- Exercise
Report each line in the items below that contains the string "wire", matching its case exactly.

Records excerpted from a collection

--------------------------------

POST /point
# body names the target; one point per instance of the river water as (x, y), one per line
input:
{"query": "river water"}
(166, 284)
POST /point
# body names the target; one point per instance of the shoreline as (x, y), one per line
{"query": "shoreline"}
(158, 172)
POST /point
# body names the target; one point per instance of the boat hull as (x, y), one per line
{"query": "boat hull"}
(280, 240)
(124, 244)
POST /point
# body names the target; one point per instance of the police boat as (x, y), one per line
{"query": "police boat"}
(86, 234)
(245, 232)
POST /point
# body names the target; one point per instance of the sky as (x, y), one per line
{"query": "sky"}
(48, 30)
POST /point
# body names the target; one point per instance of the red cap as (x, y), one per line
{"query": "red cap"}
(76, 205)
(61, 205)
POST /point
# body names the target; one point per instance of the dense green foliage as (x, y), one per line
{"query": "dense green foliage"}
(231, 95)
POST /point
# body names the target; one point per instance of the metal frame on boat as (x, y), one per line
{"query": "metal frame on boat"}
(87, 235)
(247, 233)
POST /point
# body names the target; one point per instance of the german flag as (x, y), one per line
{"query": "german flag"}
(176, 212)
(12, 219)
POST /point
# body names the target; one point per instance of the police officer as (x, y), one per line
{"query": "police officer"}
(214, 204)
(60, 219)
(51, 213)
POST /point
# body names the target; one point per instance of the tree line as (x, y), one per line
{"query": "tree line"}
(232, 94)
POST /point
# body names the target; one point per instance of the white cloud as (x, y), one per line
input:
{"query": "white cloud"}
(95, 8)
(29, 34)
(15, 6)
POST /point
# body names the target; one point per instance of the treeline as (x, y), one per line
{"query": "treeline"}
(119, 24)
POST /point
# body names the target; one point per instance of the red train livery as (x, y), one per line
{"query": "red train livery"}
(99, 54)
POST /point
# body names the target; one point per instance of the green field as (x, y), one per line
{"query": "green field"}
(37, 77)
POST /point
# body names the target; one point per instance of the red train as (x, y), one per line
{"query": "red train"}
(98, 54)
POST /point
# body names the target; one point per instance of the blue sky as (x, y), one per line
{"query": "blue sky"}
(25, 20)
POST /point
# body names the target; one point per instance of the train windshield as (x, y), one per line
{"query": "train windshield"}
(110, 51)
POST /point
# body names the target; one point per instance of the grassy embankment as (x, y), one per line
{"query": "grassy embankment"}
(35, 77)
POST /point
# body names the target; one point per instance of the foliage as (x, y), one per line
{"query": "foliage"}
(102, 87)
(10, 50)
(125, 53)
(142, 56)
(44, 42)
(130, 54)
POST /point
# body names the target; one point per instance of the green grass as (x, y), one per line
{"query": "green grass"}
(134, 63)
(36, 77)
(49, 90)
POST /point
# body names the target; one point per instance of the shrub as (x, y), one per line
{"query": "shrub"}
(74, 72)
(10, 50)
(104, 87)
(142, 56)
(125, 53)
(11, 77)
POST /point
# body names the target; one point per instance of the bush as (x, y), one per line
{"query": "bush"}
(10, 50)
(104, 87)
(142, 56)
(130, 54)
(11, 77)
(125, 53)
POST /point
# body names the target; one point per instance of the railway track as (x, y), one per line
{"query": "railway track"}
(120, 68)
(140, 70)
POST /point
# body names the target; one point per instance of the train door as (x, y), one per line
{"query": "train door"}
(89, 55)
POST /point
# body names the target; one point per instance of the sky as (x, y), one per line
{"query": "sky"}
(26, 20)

--------------------------------

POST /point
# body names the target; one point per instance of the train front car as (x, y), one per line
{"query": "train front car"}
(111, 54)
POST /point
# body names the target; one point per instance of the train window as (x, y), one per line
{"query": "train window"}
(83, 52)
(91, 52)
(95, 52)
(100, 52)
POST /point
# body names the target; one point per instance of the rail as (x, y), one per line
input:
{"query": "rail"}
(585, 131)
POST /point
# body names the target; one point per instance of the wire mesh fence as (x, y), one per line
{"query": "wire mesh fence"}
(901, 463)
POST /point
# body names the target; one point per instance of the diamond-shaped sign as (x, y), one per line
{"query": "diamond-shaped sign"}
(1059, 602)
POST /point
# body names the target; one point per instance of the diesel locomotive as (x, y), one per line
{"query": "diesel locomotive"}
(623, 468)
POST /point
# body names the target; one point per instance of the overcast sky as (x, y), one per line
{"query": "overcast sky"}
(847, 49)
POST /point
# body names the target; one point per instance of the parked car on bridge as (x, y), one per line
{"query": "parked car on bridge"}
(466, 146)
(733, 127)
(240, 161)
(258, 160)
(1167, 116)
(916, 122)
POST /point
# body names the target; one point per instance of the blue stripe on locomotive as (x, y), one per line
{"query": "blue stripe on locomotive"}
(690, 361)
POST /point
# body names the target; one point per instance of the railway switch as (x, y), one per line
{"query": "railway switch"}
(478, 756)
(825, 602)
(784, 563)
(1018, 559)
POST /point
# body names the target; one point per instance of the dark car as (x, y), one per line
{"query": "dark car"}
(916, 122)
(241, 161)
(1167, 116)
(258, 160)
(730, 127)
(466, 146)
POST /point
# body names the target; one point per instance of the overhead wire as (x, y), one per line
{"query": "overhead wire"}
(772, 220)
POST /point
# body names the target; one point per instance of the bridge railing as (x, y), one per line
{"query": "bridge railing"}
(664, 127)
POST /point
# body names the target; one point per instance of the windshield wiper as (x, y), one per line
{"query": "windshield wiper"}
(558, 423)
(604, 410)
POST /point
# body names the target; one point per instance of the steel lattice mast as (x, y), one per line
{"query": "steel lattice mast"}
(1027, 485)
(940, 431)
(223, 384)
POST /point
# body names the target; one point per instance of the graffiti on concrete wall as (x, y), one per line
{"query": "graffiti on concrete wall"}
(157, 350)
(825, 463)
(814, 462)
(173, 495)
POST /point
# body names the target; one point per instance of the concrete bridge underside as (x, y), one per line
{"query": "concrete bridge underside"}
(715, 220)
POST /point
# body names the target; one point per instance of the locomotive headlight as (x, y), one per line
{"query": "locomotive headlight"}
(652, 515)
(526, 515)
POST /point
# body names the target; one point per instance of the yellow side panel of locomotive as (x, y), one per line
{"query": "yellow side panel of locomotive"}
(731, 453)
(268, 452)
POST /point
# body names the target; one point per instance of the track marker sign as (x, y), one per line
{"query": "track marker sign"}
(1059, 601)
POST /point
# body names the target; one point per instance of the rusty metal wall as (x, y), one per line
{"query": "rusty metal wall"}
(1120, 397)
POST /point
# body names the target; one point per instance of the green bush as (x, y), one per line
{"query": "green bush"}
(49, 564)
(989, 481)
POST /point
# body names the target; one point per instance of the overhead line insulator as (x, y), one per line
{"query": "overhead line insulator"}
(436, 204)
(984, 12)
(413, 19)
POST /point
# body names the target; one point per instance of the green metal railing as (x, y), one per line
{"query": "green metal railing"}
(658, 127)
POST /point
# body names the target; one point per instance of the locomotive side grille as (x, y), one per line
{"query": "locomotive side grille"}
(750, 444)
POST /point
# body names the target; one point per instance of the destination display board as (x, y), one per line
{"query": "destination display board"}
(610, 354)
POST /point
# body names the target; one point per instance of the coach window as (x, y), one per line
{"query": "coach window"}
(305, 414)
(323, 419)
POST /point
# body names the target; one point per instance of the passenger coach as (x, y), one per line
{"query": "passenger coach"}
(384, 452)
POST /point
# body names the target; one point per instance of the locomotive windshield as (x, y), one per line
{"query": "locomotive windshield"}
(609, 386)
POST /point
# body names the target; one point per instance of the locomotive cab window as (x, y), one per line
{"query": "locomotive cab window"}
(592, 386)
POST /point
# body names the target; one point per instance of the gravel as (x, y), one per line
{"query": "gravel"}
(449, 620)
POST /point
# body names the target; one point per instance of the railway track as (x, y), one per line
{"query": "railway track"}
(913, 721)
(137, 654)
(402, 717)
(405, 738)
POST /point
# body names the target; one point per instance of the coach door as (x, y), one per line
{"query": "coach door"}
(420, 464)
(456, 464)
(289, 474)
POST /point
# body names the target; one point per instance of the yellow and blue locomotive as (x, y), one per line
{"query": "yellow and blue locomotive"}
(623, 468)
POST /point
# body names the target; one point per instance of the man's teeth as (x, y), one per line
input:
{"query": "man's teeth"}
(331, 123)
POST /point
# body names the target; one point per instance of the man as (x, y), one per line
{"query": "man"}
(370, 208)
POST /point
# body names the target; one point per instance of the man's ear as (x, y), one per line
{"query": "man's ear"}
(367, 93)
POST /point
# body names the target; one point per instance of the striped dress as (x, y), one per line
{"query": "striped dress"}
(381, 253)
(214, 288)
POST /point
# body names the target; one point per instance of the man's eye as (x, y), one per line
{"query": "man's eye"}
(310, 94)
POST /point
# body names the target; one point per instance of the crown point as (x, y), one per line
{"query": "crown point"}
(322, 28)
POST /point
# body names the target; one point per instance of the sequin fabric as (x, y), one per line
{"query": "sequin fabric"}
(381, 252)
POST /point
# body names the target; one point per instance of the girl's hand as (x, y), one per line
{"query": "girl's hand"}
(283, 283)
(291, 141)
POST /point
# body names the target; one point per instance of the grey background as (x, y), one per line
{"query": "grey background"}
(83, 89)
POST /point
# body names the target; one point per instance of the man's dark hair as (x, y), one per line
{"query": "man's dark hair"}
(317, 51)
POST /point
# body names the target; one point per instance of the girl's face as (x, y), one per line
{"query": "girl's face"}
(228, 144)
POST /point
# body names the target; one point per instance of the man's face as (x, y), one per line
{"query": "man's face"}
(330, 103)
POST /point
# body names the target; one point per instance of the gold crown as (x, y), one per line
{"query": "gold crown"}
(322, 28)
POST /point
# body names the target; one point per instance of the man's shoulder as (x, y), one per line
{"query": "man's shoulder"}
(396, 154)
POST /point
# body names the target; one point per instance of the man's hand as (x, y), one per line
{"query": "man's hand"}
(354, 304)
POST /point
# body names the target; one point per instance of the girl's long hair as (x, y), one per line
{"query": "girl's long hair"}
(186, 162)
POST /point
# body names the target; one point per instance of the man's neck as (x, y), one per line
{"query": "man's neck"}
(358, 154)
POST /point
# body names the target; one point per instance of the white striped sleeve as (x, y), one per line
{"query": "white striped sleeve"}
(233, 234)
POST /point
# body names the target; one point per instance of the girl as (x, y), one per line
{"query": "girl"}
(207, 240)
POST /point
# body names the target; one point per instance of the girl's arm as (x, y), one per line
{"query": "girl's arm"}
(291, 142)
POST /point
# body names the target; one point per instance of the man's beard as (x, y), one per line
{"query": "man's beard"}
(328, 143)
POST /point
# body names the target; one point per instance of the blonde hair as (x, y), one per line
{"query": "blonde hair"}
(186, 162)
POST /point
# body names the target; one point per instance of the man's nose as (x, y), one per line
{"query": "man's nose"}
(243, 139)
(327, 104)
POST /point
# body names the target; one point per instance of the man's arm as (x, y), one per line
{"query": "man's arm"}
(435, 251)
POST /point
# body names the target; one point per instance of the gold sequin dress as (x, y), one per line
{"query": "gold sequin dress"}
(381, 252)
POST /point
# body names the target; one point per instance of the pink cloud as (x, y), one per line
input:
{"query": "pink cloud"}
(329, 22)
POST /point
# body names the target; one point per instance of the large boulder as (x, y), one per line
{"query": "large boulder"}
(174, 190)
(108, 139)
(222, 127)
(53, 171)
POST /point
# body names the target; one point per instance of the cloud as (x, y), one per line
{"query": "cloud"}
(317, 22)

--------------------------------

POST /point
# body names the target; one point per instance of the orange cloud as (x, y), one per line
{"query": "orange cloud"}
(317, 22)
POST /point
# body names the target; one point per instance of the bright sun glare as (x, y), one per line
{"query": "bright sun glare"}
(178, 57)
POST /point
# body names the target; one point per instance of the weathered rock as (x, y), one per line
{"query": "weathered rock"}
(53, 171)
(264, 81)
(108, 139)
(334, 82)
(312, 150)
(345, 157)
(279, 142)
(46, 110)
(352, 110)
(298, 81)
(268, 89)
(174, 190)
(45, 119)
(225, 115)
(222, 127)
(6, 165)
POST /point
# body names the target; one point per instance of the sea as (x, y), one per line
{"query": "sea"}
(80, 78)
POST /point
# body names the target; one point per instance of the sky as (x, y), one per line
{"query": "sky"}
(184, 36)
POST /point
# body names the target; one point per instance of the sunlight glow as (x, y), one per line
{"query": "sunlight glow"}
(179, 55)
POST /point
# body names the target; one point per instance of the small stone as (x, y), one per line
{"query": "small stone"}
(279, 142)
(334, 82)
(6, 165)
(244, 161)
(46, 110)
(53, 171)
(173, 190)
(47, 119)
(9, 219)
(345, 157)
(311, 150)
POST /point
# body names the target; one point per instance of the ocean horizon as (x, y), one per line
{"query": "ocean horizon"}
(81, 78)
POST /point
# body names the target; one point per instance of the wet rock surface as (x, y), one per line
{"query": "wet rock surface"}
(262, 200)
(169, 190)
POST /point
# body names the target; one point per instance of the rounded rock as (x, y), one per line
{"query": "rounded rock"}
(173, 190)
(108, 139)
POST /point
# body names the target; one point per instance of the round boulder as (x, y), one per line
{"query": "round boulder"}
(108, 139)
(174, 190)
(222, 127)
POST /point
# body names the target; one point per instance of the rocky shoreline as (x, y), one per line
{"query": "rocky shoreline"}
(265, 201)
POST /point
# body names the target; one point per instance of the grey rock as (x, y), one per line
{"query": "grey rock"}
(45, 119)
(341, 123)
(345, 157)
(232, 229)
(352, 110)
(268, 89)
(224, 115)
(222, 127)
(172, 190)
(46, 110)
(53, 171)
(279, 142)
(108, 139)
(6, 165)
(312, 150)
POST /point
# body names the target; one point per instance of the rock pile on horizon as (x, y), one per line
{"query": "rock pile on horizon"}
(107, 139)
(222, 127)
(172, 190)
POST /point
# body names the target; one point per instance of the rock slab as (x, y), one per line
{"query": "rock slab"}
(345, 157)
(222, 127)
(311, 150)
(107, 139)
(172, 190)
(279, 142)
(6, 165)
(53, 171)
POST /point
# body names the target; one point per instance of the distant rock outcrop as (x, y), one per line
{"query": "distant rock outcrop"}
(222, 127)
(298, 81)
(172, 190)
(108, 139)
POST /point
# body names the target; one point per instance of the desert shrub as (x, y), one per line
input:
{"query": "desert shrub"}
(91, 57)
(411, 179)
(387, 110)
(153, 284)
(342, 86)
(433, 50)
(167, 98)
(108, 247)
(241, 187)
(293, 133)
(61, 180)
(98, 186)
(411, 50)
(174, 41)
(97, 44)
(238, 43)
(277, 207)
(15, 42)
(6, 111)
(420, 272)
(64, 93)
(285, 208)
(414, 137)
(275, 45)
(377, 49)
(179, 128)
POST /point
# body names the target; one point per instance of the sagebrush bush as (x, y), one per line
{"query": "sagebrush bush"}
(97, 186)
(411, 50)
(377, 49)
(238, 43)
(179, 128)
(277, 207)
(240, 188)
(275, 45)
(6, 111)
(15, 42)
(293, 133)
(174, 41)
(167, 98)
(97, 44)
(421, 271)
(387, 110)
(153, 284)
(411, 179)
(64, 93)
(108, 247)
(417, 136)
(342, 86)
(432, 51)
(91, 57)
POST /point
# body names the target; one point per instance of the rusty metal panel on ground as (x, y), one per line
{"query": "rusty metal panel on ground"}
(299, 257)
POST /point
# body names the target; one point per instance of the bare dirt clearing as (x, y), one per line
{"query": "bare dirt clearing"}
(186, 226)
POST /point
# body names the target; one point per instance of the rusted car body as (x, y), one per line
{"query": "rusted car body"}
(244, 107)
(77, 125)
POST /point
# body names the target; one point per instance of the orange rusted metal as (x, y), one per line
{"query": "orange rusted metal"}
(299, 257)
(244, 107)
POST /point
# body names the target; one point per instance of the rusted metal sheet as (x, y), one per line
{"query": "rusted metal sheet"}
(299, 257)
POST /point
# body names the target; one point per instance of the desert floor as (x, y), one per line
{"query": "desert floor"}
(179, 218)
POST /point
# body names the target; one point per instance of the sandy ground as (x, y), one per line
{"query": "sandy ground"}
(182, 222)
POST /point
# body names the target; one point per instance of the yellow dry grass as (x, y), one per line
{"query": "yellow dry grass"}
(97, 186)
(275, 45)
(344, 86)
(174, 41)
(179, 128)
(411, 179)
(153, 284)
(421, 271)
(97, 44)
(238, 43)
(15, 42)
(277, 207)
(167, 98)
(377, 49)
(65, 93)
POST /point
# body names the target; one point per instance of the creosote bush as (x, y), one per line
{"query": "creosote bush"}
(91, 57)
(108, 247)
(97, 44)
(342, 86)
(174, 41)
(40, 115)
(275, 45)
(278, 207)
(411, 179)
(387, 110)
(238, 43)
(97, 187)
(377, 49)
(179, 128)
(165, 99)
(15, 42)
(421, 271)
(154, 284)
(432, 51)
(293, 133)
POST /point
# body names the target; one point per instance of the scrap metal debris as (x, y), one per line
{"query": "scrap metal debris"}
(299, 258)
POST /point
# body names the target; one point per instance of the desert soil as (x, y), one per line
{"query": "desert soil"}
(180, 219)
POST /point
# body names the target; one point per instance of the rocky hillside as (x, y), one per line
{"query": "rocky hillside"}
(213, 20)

--------------------------------

- Solution to the problem
# body names the target; one point per instance of the wire mesh fence as (x, y), one per line
{"query": "wire mesh fence"}
# body names the target; one point per instance of the overhead wire as (x, y), one per line
{"query": "overhead wire"}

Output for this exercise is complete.